* _SUPPLIED DATA_
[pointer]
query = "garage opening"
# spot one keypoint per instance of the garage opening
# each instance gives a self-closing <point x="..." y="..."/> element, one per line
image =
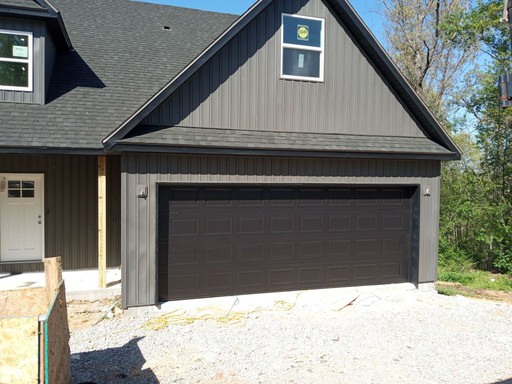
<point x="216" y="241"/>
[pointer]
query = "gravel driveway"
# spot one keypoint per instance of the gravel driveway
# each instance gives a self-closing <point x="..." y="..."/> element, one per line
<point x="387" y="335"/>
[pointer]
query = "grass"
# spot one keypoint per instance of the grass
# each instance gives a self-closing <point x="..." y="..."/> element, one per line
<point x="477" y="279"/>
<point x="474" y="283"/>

==

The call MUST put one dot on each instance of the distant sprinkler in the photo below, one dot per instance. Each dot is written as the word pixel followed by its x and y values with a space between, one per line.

* _ASSIGNED TASK_
Starting at the line above with "# spot one keypoint per instance of the garage", output every line exactly up to and including the line with "# spot one keypoint per instance of the grass", but none of the pictures.

* _YOUR RESPONSE_
# spot one keypoint per instance of the garage opening
# each instance gives a self-closing <point x="..." y="..."/> element, one per line
image =
<point x="216" y="241"/>
[pointer]
query = "gravel driveway"
# spot one keypoint per instance of the gravel driveway
# each instance gives a self-closing <point x="..." y="..."/> element, one per line
<point x="387" y="335"/>
[pointer]
query = "grass"
# spot one keypoint per instance of the grass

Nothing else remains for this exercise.